HOW TO COMPLETE THIS TASK
Write what comes next in the text on noise-induced hearing loss, picking up after its final line.

PASSAGE FOR REVIEW
Does noise cause hearing loss?
Yes. Chances are you have damaged your ears if you have ever had any of the following:
- a 1-time exposure to extremely loud noise
- repeated or long exposure to loud noise
- extended exposure to moderate noise
Noise-induced hearing loss happens gradually and without pain. It is also permanent.
How does the noise cause hearing loss?
Inside the inner ear is a chamber. This chamber holds thousands of tiny hair cells. These hair cells signal the auditory (hearing) nerve to send impulses to the brain. When you are exposed to loud or prolonged noise, the hair cells become damaged. When the hair cells are damaged, sound is not transmitted properly. Eventually, so many hair cells are damaged that a clinical hearing loss occurs.
Are some people more likely to have hearing loss caused by noise?
Yes. Some types of chemotherapy and radiation increase your risk of noise-induced hearing loss. You should be especially careful to protect yourself from loud noise if you have had these treatments.
Am I exposed to damaging noise?
The following are some examples of activities that can be hazardous to your hearing.
|vacuum cleaners||construction workers||boaring or water-skiing|
|lawn mowers||farmers||motorcycling or four-wheeling|
|yard trimmers or leaf blowers||cab, truck, and bus drivers||stereo headphones|
What is a dangerous noise level?
The ability of noise to damage your hearing depends on 2 things:
- The amount (loudness) of the noise
- The length of time you are exposed to the noise
Noise levels are measured in decibels (dB). The higher the decibel level, the louder the noise. Sounds louder than 80 decibels are considered potentially hazardous. The noise chart below gives an idea of average decibel levels for everyday sounds around you.
|Painful||Extremely loud||Very loud||Moderate||Faint|
hair dryer, vacuum cleaner
What are warning signs that noises around me are too loud?

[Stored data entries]
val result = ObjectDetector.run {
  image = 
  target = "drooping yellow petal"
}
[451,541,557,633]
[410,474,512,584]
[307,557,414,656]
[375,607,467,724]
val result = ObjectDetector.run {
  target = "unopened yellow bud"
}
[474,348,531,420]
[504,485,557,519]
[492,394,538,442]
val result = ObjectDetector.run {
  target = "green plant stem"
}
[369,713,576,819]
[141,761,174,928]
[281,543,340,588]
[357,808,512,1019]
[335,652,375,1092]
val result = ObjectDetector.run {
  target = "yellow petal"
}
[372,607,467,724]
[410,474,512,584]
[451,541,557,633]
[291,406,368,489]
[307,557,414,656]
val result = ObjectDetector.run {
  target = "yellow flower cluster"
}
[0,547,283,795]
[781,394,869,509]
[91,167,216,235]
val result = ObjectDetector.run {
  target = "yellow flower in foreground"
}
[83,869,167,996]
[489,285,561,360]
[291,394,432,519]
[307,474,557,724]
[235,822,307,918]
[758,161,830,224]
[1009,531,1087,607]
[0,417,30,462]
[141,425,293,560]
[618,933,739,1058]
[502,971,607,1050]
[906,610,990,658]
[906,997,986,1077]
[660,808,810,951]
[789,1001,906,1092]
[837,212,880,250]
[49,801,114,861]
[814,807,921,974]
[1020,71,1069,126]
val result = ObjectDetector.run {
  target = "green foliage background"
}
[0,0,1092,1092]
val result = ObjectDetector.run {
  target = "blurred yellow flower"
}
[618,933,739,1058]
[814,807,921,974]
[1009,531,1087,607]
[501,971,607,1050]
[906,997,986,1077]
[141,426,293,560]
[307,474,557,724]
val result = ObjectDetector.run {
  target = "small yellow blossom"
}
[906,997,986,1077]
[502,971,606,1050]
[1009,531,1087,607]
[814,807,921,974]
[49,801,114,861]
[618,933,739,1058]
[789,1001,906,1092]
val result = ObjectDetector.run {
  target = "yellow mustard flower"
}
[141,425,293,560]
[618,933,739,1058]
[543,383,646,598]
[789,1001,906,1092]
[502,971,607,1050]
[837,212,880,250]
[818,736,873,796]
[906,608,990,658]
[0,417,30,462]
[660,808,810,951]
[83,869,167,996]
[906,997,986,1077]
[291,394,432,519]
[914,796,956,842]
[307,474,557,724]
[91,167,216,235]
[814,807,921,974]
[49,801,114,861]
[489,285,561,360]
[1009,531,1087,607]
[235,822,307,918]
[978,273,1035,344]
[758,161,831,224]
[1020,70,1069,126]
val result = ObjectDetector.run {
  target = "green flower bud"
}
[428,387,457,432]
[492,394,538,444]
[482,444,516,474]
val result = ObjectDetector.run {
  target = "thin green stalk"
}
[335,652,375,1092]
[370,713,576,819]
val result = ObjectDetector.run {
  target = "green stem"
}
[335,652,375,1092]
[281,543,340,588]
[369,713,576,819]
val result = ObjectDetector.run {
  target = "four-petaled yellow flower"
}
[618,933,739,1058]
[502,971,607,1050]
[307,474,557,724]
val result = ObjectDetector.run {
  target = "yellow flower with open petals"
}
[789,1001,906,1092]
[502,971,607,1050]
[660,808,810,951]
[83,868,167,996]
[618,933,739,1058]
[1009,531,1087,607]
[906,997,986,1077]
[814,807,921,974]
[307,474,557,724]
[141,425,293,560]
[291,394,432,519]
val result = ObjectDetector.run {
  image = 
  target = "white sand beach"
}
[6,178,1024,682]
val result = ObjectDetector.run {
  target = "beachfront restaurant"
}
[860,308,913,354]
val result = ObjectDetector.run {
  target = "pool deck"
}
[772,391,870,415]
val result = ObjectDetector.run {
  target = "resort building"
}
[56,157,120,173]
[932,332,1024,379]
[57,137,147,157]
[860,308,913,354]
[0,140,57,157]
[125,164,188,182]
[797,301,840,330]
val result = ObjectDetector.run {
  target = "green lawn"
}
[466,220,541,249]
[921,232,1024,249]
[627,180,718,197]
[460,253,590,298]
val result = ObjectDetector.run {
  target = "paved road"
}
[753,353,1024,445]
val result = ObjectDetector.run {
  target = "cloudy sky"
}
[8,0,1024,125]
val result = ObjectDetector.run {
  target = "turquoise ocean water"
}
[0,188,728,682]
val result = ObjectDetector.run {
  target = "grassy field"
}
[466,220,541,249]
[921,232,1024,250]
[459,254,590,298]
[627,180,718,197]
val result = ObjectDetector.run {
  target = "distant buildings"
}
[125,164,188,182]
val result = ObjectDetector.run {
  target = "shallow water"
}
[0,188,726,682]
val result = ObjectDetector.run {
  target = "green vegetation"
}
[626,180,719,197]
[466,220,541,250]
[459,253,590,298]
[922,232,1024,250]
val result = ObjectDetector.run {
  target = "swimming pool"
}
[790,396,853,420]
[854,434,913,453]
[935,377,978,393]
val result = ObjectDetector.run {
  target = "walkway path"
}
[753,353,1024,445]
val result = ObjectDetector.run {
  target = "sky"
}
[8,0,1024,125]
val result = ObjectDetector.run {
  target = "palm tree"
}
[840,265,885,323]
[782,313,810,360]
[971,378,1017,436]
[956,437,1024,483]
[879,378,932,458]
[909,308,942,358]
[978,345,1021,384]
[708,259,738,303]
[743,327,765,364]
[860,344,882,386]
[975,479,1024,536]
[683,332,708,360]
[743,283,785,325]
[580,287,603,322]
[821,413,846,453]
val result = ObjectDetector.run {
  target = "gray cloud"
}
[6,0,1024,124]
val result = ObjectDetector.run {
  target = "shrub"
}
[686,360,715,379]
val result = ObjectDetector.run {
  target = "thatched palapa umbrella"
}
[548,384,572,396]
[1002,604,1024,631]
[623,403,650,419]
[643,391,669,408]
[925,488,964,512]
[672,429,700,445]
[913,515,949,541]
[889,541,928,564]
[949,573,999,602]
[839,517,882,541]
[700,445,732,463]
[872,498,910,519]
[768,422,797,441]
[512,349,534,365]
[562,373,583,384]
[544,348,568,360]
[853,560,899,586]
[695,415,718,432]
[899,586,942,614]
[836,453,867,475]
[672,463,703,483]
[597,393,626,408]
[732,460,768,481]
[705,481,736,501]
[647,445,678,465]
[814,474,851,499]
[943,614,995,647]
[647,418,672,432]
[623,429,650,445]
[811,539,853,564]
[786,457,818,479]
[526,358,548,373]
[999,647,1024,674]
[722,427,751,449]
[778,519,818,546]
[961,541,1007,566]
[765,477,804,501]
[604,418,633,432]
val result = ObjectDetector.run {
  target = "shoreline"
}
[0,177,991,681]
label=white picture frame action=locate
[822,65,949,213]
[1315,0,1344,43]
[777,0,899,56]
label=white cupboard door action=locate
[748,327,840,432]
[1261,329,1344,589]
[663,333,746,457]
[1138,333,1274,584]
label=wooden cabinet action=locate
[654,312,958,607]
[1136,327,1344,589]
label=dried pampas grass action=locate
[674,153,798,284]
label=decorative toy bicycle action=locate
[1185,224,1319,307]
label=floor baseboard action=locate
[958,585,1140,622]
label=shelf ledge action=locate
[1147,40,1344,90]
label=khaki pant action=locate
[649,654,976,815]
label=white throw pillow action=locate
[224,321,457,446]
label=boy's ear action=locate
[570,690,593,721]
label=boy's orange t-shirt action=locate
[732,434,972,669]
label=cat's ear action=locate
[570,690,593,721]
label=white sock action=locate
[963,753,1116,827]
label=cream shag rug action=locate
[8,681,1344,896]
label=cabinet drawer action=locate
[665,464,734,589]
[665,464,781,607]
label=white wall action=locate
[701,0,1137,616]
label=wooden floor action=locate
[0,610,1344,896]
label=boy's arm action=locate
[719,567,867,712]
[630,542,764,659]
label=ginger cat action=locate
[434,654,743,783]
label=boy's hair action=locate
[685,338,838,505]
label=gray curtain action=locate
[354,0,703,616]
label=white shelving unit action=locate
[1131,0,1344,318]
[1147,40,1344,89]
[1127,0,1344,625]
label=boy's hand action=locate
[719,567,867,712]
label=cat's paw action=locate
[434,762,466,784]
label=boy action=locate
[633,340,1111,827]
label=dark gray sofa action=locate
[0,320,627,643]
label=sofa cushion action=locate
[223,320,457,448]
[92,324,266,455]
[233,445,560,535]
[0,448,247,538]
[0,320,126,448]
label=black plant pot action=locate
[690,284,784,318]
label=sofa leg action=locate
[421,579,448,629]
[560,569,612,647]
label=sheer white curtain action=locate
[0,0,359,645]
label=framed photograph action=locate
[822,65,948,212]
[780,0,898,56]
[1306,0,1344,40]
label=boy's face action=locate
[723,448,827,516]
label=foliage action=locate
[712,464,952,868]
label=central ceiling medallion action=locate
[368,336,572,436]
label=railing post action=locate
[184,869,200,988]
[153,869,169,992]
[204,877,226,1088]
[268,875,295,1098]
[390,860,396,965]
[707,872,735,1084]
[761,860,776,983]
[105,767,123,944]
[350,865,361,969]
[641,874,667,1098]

TASK RESULT
- You have to raise your voice to be heard.
- You cannot hear someone 2 feet away from you.
- Speech around you sounds muffled after you leave a noisy area.
- You have pain or ringing in your ears after exposure to noise.
What can I do to protect myself?
First, avoid loud noise whenever possible. If you cannot avoid exposure to noise, do the following:
- Wear hearing protectors: ear plugs (available in Rehabilitation Services) or earmuffs (available at sporting goods stores). Using cotton in your ears does not work and may be dangerous. When using hearing protectors, you can still hear and understand voices and other sounds with ease.
- Limit periods of exposure to noise. For example, if you are at a loud concert, go to a quieter area for a while to give your ears a break.
- Be aware of the noise in your environment, and take control of it when you can.
If you have questions about noise and hearing loss, call Rehabilitation Services at 595-3621. If you are inside the hospital, dial 3621. If you are outside the Memphis area, call toll-free 1-866-2ST-JUDE (1-866-278-5833), extension 3621.
This document is not intended to take the place of the care and attention of your personal physician or other professional medical services. Our aim is to promote active participation in your care and treatment by providing information and education. Questions about individual health concerns or specific treatment options should be discussed with your physician.
St. Jude complies with health care-related federal civil rights laws and does not discriminate on the basis of race, color, national origin, age, disability, or sex.
ATTENTION: If you speak another language, assistance services, free of charge, are available to you. Call 1-866-278-5833 (TTY: 1-901-595-1040).
ATENCIÓN: si habla español, tiene a su disposición servicios gratuitos de asistencia lingüística. Llame al 1-866-278-5833 (TTY: 1-901-595-1040).
1-866-278-5833 تنبيه: إذا كنت تتحدث بلغة أخرى، فيمكنك الاستعانة بخدمات المساعدة اللغوية المتوفرة لك بالمجان. يرجى الاتصال بالرقم
.(1-901-595-1040 :الهاتف النصي)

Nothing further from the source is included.